━━━━━ DATASET RECORDS

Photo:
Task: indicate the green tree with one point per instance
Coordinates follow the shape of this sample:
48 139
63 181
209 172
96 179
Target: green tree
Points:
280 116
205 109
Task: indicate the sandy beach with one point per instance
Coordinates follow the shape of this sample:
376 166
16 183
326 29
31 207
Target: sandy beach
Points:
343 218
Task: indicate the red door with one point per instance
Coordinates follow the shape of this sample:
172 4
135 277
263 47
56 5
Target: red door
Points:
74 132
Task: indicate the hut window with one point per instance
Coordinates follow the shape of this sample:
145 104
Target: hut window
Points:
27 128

━━━━━━━━━━
━━━━━ DATASET RECORDS

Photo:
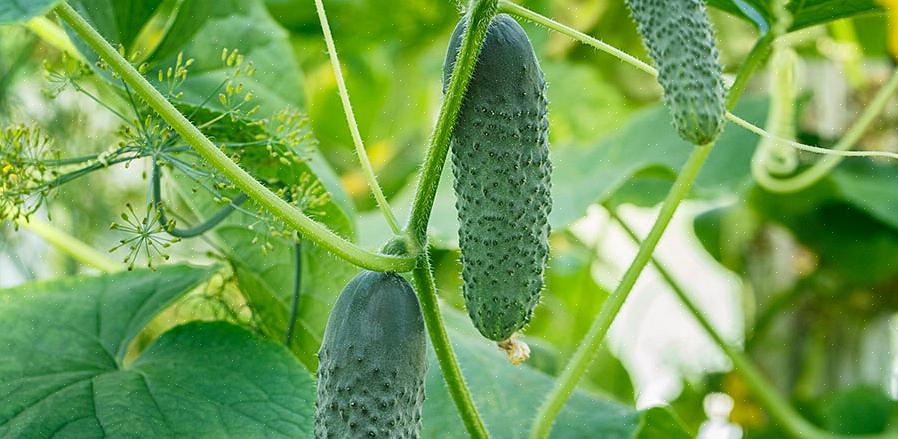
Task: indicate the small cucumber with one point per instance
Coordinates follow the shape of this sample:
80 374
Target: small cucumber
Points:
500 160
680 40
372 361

━━━━━━━━━━
━━━━━ DATASET RECORDS

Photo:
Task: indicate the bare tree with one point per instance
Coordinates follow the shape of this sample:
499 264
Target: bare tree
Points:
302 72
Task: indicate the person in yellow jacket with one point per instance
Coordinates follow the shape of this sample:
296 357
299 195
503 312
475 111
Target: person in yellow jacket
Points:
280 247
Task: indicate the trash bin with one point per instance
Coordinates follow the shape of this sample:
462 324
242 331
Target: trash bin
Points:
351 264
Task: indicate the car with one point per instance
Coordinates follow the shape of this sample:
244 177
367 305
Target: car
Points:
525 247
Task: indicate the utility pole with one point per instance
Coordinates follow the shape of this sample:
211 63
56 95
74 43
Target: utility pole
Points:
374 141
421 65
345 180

━━━━━━━━━━

EXERCISE PROMPT: Pull out each line above that contains the string "with", matching case exactly.

EXERCISE RESULT:
Task: indicate the green tree with one point per instance
Task: indicate the sandy beach with one point per instance
Task: indicate the red door with one point per instance
Task: indicate the hut window with one point per instance
Task: indicate the small cucumber with one point per instance
Task: indicate the bare tree with one point per instance
Task: indicate the person in yellow jacket with one point per instance
Task: indicate the trash bin with one point per instance
Task: indicate the car with one point per instance
Task: indicate the utility pole with one point per instance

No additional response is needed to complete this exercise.